## TASK TO CARRY OUT
Which lines in the listing below contain the word "white"? Copy each of them.
== DATA FOR THIS EXERCISE ==
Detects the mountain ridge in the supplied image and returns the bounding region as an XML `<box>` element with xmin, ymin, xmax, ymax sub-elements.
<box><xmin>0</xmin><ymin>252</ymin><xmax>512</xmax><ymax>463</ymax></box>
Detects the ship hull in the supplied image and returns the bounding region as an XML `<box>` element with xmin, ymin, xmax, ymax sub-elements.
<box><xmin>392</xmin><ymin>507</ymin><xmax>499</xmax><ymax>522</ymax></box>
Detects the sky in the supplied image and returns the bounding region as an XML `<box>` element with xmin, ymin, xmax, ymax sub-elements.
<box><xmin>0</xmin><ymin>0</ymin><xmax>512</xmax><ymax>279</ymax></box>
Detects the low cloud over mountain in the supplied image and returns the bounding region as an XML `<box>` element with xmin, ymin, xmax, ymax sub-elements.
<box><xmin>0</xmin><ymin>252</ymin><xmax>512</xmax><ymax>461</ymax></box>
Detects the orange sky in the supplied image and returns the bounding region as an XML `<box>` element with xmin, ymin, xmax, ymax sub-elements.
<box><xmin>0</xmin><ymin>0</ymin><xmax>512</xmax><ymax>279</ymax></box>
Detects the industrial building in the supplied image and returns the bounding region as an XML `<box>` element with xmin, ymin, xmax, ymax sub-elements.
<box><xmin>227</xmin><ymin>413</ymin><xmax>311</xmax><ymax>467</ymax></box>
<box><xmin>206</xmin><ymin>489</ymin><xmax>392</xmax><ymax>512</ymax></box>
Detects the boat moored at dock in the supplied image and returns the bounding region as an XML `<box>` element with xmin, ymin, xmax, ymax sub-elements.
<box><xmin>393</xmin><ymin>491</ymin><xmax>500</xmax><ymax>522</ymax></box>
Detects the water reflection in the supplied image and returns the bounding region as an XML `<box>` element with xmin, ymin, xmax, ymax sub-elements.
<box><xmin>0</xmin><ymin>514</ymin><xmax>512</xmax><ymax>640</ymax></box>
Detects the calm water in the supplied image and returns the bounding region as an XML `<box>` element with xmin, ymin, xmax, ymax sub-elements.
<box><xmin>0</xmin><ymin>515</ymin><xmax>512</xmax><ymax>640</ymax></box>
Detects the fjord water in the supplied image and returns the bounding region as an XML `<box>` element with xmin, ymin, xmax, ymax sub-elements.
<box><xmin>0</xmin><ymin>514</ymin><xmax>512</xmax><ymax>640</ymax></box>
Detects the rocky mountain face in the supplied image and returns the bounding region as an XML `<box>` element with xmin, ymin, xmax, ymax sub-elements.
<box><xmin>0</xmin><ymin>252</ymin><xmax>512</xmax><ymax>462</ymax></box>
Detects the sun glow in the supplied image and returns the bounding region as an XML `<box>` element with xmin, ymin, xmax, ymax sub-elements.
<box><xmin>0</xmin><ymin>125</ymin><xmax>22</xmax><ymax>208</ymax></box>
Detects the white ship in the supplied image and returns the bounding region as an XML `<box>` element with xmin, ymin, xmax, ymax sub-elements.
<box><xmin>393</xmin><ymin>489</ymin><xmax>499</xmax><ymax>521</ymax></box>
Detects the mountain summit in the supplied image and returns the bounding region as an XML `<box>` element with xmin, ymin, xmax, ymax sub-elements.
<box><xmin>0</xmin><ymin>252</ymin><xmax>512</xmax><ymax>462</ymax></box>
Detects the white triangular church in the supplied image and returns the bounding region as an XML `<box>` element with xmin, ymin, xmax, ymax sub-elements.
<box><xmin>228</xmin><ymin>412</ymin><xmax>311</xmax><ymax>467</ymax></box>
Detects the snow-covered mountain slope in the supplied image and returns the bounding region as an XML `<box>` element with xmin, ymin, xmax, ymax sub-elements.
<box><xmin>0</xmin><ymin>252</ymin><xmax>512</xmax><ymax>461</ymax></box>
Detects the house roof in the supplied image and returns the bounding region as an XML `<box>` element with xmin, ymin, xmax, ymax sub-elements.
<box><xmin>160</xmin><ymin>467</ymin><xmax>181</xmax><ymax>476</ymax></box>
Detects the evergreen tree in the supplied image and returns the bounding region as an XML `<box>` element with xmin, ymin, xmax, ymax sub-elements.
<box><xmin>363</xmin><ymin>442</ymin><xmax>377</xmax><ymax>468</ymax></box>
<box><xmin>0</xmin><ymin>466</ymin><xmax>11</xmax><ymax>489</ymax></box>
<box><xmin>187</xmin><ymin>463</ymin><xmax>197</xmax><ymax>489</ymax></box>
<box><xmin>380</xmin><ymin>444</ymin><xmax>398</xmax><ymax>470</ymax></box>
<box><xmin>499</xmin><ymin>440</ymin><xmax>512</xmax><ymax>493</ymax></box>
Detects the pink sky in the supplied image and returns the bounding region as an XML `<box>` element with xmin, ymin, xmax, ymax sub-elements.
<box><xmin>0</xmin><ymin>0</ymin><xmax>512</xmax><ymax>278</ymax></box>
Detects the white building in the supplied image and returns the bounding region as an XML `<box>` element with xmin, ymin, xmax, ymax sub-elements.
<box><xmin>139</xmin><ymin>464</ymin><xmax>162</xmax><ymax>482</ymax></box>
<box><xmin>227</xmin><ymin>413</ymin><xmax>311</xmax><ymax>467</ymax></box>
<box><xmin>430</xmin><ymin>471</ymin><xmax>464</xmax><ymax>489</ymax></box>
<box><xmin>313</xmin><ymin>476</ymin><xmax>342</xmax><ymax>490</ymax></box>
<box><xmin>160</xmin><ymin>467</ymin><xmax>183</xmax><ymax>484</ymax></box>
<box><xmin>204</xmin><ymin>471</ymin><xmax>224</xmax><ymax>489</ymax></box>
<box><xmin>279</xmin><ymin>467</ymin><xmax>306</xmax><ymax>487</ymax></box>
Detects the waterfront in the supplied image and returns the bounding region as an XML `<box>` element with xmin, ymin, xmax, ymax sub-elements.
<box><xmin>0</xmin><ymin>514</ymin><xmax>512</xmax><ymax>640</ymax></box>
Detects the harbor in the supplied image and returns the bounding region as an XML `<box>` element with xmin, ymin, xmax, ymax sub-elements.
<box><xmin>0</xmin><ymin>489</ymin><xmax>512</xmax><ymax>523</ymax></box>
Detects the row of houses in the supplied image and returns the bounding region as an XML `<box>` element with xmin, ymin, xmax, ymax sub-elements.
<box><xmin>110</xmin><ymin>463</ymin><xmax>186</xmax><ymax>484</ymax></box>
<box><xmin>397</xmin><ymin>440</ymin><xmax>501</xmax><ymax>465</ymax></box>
===
## OUTPUT BELOW
Detects the white ship in the supplied image and returns the bounding region as an XML `<box>` element with xmin, ymin, xmax, ymax sub-elements.
Detects the white triangular church in the supplied image and returns the bounding region as an XML `<box>` element with xmin, ymin, xmax, ymax sub-elements.
Detects the white building in the supplied image and returns the bounding region as an XML `<box>` element with xmin, ymin, xmax, ymax sub-elements.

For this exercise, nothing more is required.